**Parts of the exercise:**
A. In the fundraising article below, how much money did Landrieu's campaign war chest hold at the end of the year?
B. Extend the article below on Senate campaign fundraising, continuing from its final sentence.

**Exercise text:**

☆ ☆ ☆ ☆

Landrieu retains fundraising lead

Sen. Mary Landrieu continued to outpace her opponents in fundraising for her re-election campaign in the fourth quarter of last year, but her top opponent, Rep. Bill Cassidy, R-Baton Rouge, made gains in bridging the gap between their overall war chests for the 2014 election.

Landrieu, D-La., reported raising nearly $1.4 million in the final three months of 2013 compared with more than $1 million taken in by Cassidy.

Landrieu spent more money during the same time period, so Cassidy actually grew his overall cash on hand by a larger margin.

Landrieu spent money on commercials last month, touting her efforts to improve the Affordable Care Act, her support of which is a top target of the GOP.

Landrieu’s campaign war chest was $6.37 million at the end of the year, which is up from $5.78 million at the end of September.

Cassidy has $4.2 million, which is an increase from $3.4 million three months ago.

Also challenging Landrieu’s re-election bid are state Rep. Paul Hollis, R-Mandeville; retired U.S. Air Force Col. Rob Maness, a Republican from Madisonville; and Libertarian Brannon McMorris, of Denham Springs. They have not announced any new fundraising tallies yet. The Federal Election Commission has not yet posted any of the updated financial totals.

Landrieu has raised about $2.25 million more than she did at this point during the 2008 election cycle. But Cassidy is far outpacing her opponent from six years ago, state Treasurer John Kennedy.

Cassidy’s fourth-quarter fundraising numbers are not far from the pace at which Sen. David Vitter, R-La., was raising money four years ago. In the final quarter of 2009, the incumbent Vitter raised approximately $1.2 million and reported banking $4.5 million.

In the fourth quarter of 2007, Kennedy raised $500,000 and had $460,000 on hand. Kennedy raised $4.8 million during the entire race.

“As I travel Louisiana, I talk to so many people who share my optimism that we can right the ship and get things working again,” Cassidy said in a prepared statement.

☆ ☆ ☆ ☆

Dataset records:

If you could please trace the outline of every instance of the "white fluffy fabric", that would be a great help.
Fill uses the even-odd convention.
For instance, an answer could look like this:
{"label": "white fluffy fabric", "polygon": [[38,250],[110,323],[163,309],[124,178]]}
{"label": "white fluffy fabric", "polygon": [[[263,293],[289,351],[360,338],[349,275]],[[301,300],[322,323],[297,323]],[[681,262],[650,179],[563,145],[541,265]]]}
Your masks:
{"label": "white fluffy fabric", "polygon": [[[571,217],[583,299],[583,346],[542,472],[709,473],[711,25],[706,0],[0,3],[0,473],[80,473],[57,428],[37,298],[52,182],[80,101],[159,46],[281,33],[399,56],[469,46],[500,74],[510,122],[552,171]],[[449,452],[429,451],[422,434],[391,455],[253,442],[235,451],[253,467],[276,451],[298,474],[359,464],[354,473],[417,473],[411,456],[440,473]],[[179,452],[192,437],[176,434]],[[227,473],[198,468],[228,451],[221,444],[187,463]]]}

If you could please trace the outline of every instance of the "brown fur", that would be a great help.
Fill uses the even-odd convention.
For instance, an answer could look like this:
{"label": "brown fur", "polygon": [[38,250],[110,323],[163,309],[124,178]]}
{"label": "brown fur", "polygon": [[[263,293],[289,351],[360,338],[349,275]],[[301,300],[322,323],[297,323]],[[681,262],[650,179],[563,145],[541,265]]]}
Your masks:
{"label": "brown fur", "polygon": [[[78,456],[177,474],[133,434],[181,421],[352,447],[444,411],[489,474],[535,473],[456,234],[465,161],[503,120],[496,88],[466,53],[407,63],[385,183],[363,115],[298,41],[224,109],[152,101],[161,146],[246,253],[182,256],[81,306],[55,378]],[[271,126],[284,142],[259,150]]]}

☆ ☆ ☆ ☆

**Answers by item number:**
A. $6.37 million.

B.
“I am humbled and encouraged by the donations of my fellow Louisianans as we work together to bring Louisiana values to Washington. As your next U.S. senator, I will work to reduce the size of government so Louisianans can keep more of their hard-earned tax dollars.”

Landrieu also touted her gains.

“I am grateful for the generous financial support that our campaign has received from every part of Louisiana and across the country,” Landrieu said in a prepared statement. “Our campaign’s message of common-sense, solutions-based leadership that produces real results for people will resonate with voters who deserve nothing less.

“In the coming weeks and months, there are serious challenges we must address: making flood insurance affordable, fixing and improving the Affordable Care Act so hard-working, middle-class families can access quality and affordable health care that they can never lose, continued to push for Louisiana’s fair share of energy revenue to restore our coast and fueling our economy through robust domestic energy production,” she added.

Outside groups also are spending a lot of money in the race.

The Republican National Committee and the Americans for Prosperity group co-founded by the billionaire, activist Koch brothers are running commercials attacking Landrieu on Obamacare.

Likewise, the Senate Majority PAC, a Democratic political action committee, has targeted Cassidy in attack ads and blamed him for last year’s temporary government shutdown and for backing cuts to programs such as Social Security and Medicare.